Coordinate annotation records
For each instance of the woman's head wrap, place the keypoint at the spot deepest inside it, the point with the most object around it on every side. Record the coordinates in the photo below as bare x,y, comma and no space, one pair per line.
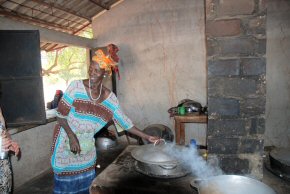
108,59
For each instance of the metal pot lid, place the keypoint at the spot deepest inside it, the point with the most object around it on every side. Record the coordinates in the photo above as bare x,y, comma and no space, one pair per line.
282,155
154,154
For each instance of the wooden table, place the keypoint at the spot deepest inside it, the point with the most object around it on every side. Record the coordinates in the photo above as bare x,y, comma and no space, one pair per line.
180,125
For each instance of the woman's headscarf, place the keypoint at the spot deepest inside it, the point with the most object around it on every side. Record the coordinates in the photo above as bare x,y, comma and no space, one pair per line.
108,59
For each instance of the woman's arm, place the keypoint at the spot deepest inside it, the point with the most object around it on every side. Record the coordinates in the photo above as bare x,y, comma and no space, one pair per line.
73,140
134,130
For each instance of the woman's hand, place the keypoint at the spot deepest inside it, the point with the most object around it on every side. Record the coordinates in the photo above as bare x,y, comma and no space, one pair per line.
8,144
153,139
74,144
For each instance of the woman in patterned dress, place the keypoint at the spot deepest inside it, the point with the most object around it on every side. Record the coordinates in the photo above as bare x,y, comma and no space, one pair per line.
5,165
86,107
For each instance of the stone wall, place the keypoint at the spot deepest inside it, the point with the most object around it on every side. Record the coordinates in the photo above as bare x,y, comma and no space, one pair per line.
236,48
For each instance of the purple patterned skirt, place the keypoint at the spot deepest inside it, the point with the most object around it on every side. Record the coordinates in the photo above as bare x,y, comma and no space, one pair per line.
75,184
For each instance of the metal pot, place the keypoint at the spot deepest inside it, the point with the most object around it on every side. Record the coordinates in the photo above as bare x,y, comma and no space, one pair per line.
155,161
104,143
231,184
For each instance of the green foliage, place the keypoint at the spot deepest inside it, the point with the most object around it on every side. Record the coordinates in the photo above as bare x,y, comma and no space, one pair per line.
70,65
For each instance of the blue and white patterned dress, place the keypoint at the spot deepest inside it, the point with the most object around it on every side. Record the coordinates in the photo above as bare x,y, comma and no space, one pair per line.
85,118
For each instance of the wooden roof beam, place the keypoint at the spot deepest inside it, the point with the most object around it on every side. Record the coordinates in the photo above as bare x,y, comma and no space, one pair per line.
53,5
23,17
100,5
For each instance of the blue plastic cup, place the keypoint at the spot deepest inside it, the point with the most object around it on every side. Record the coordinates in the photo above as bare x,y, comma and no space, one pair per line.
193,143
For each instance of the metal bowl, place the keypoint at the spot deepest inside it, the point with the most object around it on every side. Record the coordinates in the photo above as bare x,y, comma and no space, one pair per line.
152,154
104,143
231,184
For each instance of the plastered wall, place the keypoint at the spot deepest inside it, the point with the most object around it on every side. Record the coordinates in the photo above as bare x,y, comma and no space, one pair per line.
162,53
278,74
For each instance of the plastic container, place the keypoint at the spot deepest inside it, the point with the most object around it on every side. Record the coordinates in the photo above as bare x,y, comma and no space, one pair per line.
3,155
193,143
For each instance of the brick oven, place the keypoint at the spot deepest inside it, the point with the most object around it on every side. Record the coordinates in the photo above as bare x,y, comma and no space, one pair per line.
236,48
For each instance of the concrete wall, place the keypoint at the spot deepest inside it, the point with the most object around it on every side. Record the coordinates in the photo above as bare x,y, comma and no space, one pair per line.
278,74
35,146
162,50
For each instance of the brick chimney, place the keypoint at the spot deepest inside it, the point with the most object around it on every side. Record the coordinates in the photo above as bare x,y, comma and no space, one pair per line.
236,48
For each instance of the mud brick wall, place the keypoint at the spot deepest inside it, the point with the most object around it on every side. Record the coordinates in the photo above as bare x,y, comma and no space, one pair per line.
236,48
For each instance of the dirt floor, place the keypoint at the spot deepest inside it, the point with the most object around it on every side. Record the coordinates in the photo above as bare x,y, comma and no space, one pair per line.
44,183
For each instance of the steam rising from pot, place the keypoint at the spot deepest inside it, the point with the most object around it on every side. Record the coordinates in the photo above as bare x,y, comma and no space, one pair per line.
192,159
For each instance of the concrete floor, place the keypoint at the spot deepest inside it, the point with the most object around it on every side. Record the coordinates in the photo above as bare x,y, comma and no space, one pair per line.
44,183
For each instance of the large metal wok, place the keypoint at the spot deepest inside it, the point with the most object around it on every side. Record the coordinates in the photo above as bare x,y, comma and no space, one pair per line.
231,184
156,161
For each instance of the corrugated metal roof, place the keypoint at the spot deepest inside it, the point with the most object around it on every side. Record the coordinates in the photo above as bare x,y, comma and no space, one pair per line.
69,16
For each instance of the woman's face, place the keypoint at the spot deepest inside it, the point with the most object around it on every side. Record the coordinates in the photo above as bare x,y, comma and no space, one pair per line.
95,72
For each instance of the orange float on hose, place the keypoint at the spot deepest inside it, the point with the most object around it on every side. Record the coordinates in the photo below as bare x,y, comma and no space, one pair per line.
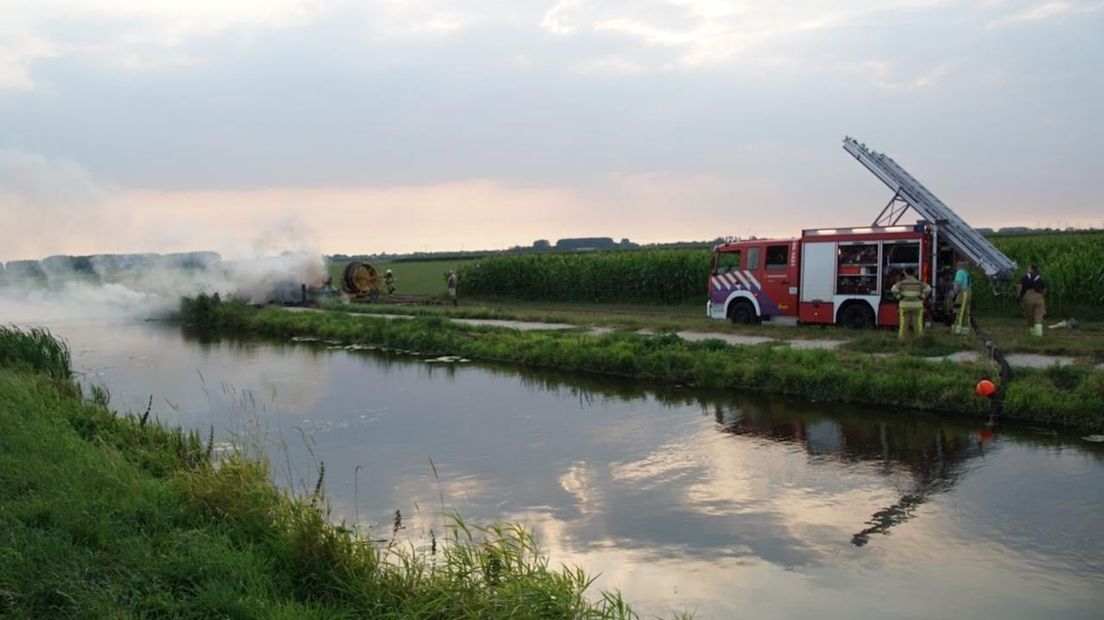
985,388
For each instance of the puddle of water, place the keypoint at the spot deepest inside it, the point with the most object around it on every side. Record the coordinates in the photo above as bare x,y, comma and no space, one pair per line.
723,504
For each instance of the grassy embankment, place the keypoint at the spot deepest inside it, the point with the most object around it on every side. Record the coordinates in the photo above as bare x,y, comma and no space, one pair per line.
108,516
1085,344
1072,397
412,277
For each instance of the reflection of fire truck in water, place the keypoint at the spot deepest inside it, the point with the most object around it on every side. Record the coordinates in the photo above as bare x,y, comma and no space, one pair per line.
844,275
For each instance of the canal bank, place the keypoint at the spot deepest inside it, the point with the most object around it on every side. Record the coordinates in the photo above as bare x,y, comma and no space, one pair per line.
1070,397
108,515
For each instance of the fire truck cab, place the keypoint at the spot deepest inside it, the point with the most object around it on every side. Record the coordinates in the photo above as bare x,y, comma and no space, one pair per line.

Task brief: Arrange every line of the records above into a Markdown table with the columns Row and Line, numbering the rows and skipping blank lines. Omit the pictures.

The result:
| Row | Line |
|---|---|
| 1 | For each instance of the woman's head wrap, place the keypoint at the spot deepest inside it, the point with the most object around it on every side. Record the coordinates in the photo below as bare x,y, comma and no space, one pair per line. |
| 2 | 108,59 |
| 3 | For each instance of the metal pot lid, place the keypoint at the spot deepest inside it, the point with the most object around it on every side. Record the coordinates in the photo above as bare x,y, comma and no space, one pair per line. |
| 4 | 282,155 |
| 5 | 154,154 |
| 6 | For each instance of the wooden table, place the keypoint at the spot deepest inside it, the point with the most object around it on every side. Record the coordinates in the photo above as bare x,y, comma and no space, one pair per line. |
| 7 | 180,125 |
| 8 | For each instance of the woman's headscarf, place the keypoint at the spot deepest inside it, the point with the most object around it on every side. Record the coordinates in the photo above as bare x,y, comma and no space, one pair per line. |
| 9 | 108,59 |
| 10 | For each instance of the woman's arm, place the keypoint at the spot deepest inside it, the point with the most object around it on every side. Record the coordinates in the photo above as bare x,y, comma and no space, one pair per line. |
| 11 | 73,140 |
| 12 | 134,130 |
| 13 | For each instance of the woman's hand, place the keypoint at the spot deepest inside it, the point with the most object around it on every side. Record the coordinates in the photo above as bare x,y, comma and no space, one pair per line. |
| 14 | 8,144 |
| 15 | 153,139 |
| 16 | 74,144 |
| 17 | For each instance of the woman in patterned dress, place the keypoint at the spot deepest inside it, the point with the most object around it on every side. Record the coordinates in the photo above as bare x,y, comma and no space, one pair per line. |
| 18 | 5,165 |
| 19 | 86,107 |
| 20 | For each instance of the stone wall, place the keypoint at the spot deepest inside it, the point with the most object around it on every side. Record the coordinates in the photo above as bare x,y, comma and no space, one pair per line. |
| 21 | 236,48 |
| 22 | For each instance of the purple patterned skirt, place the keypoint at the spot deepest inside it, the point with the most object around it on every side. Record the coordinates in the photo above as bare x,y, comma and no space, one pair per line. |
| 23 | 75,184 |
| 24 | For each instance of the metal pot, place the keypoint at the spot deepest inside it, the point with the most object around it on every side. Record the coordinates in the photo above as bare x,y, comma and no space, one pair per line. |
| 25 | 155,161 |
| 26 | 104,143 |
| 27 | 231,184 |
| 28 | For each instance of the green foliage, place the keypoint at the spot deepest inside it, the point with the most object around it on every side. Record the coordinates in the photo above as bare x,y, comma and no space, one pair per line. |
| 29 | 70,65 |
| 30 | For each instance of the blue and white patterned dress, place the keypoint at the spot deepest inside it, the point with the most object around it on every side. Record the coordinates in the photo above as bare x,y, comma and no space, one pair per line. |
| 31 | 85,118 |
| 32 | For each instance of the wooden roof beam, place the keypoint at the spot deepest inside it, the point with the most object around it on every side. Record the coordinates in the photo above as bare x,y, comma and no space, one pair per line. |
| 33 | 53,5 |
| 34 | 23,17 |
| 35 | 100,5 |
| 36 | For each instance of the blue plastic cup, place the keypoint at the spot deepest inside it, the point with the most object around it on every side. Record the coordinates in the photo above as bare x,y, comma and no space, one pair per line. |
| 37 | 193,143 |
| 38 | For each instance of the metal bowl, place the keypoint at the spot deepest inside it, the point with the most object around it on every side. Record the coordinates in the photo above as bare x,y, comma and no space, one pair per line. |
| 39 | 152,154 |
| 40 | 104,143 |
| 41 | 231,184 |
| 42 | For each instance of the plastered wall, place the keypoint at the spot deepest inside it, the point with the most object around it on every side. Record the coordinates in the photo above as bare x,y, comma and no space, one pair per line. |
| 43 | 162,53 |
| 44 | 278,74 |
| 45 | For each instance of the plastic container, place the keypoint at the spot deepest inside it, the point with the most object around it on every side. Record the coordinates in the photo above as bare x,y, comma and no space, one pair per line. |
| 46 | 3,155 |
| 47 | 193,143 |
| 48 | For each instance of the brick oven, place the keypoint at the spot deepest inside it, the point with the most object around it on every side. Record the coordinates in the photo above as bare x,y, comma and no space, one pair per line. |
| 49 | 236,48 |
| 50 | For each instance of the concrete wall, place the keypoint at the spot deepest inside it, the point with the most object around it on every side. Record the coordinates in the photo above as bare x,y, comma and no space, one pair per line. |
| 51 | 278,74 |
| 52 | 35,146 |
| 53 | 162,50 |
| 54 | For each instance of the brick chimney, place the keypoint at the spot deepest inside it, the point with the most object around it on every side. Record the coordinates in the photo above as bare x,y, comma and no space, one pair per line. |
| 55 | 236,48 |
| 56 | For each instance of the mud brick wall, place the keypoint at the spot deepest inside it, the point with the most object around it on every side. Record the coordinates in the photo above as bare x,y, comma and no space, one pair per line. |
| 57 | 236,48 |
| 58 | For each instance of the dirt floor, place the keypoint at the spot deepest inside it, the point with the most object around it on every side. Record the coordinates in the photo above as bare x,y, comma and no space, one pair per line. |
| 59 | 44,183 |
| 60 | For each instance of the steam rising from pot, place the keypoint at the spot deepest inside it, the point with the most object around it on every side. Record the coordinates in the photo above as bare x,y, comma and no space, one pair per line. |
| 61 | 192,159 |
| 62 | For each instance of the concrete floor, place the keypoint at the spot deepest inside it, the point with the most object around it on every side. Record the coordinates in the photo above as bare x,y, comma and no space, one pair per line. |
| 63 | 44,183 |
| 64 | For each instance of the large metal wok, place the keypoint at the spot deepest inside it, the point with the most object around it on every side. Record the coordinates in the photo above as bare x,y, comma and no space, one pair per line. |
| 65 | 231,184 |
| 66 | 156,161 |
| 67 | For each instance of the corrugated metal roof, place the keypoint at the spot deepest inside it, the point with the most object around it on every side. Record the coordinates in the photo above as bare x,y, comma and no space, one pair per line. |
| 68 | 69,16 |
| 69 | For each instance of the woman's face, place the keypoint at the spot deepest inside it, the point with the most object around it on every side. Record the coordinates in the photo above as bare x,y, comma and no space, one pair per line. |
| 70 | 95,72 |
| 71 | For each instance of the orange float on hose, place the keypoint at the spot deepest inside it, the point with the most object around it on every side. Record the coordinates in the photo below as bare x,y, comma and no space, one pair per line. |
| 72 | 985,388 |
| 73 | For each instance of the puddle of water, place the keypoint at the spot deepest inside it, the point with the most object around it on every side. Record the coordinates in the photo above as bare x,y, comma and no space, one pair per line. |
| 74 | 723,504 |
| 75 | For each instance of the grassy embankment, place the keypoint at the spot deepest inside it, the point with the most object around it on every side. Record the coordinates in the photo above as bare x,y, comma and no space, one pair per line. |
| 76 | 108,516 |
| 77 | 1085,344 |
| 78 | 1072,397 |
| 79 | 412,277 |
| 80 | For each instance of the reflection of fire truck in water, place the keypoint at the spot deepest inside it, the point with the most object around it on every side. Record the coordinates in the photo above as bare x,y, comma and no space, one pair per line. |
| 81 | 844,275 |
| 82 | For each instance of the canal bank, place the keypoint at the spot deepest inside it, the point with the most object around it on every side. Record the coordinates in the photo above as bare x,y, comma and no space, one pair per line. |
| 83 | 1070,397 |
| 84 | 108,515 |
| 85 | For each instance of the fire truck cab, place the keypoint at the spot deepest inside it, the point with the most object around it on every side. Record the coordinates in the photo above as bare x,y, comma and no space, one pair per line. |